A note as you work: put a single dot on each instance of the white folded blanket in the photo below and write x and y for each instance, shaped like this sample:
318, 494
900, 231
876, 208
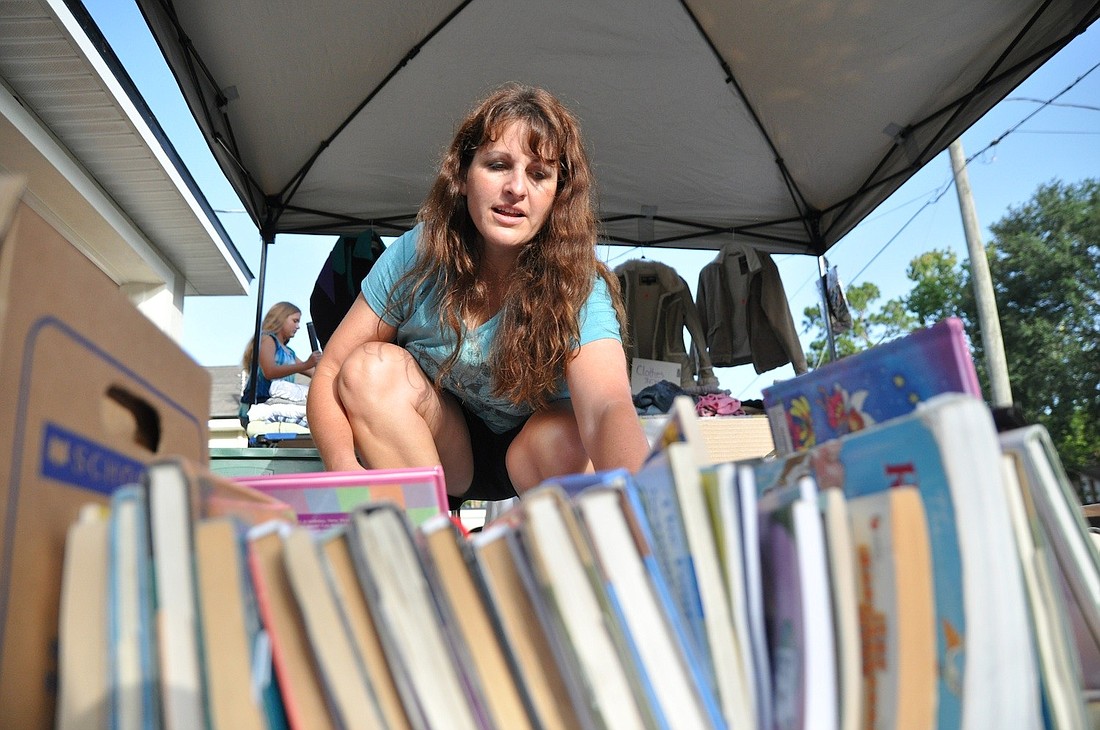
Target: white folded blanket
282, 412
• • • •
• _Written exercise_
Rewrite all of the lines above in full, adding 110 to each number in the answer coordinates and leaving every other number as it stands. Leave the pictures out.

• _Finished answer_
A note as you work: put a single dot on each instance of the white folded blanket in the photo below and write x and y for each instance, shaped like this sample:
318, 494
900, 231
876, 208
Target: white folded blanket
392, 522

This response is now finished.